----- MATERIAL FOR THIS EXERCISE -----
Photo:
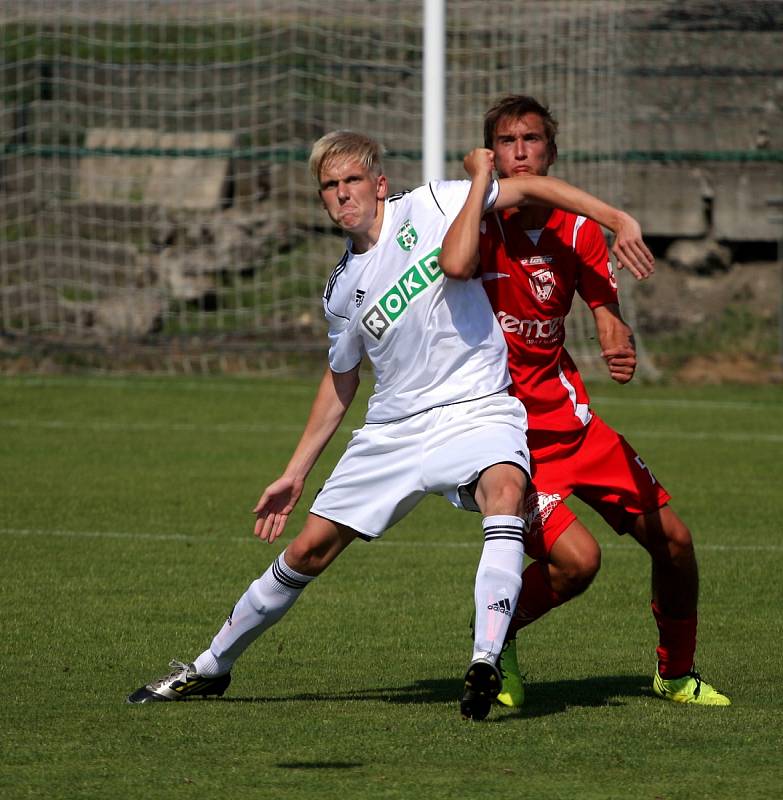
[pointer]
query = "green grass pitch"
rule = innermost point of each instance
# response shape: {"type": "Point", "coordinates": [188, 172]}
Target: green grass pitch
{"type": "Point", "coordinates": [125, 522]}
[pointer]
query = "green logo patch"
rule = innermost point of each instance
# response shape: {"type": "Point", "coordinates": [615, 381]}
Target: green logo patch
{"type": "Point", "coordinates": [392, 305]}
{"type": "Point", "coordinates": [407, 236]}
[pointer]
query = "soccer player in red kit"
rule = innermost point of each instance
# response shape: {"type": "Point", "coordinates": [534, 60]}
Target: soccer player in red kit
{"type": "Point", "coordinates": [532, 260]}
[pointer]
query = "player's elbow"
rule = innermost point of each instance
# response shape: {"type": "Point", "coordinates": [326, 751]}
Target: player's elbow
{"type": "Point", "coordinates": [457, 268]}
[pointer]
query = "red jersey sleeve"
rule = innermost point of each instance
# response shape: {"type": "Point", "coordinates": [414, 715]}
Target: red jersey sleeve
{"type": "Point", "coordinates": [596, 281]}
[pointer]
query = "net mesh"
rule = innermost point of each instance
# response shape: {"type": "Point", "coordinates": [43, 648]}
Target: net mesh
{"type": "Point", "coordinates": [154, 192]}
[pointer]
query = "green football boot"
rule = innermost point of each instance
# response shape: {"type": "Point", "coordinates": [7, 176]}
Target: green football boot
{"type": "Point", "coordinates": [512, 693]}
{"type": "Point", "coordinates": [689, 688]}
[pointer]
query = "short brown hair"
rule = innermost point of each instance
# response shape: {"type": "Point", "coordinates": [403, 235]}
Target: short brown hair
{"type": "Point", "coordinates": [514, 106]}
{"type": "Point", "coordinates": [346, 144]}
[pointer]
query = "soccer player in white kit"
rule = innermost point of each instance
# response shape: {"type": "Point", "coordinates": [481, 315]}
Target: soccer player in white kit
{"type": "Point", "coordinates": [439, 422]}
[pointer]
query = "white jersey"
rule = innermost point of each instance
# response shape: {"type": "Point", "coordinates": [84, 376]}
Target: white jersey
-----
## ASSIGNMENT
What is the number of lines in the data that include the word "query"? State only that number.

## RESULT OF THE EXERCISE
10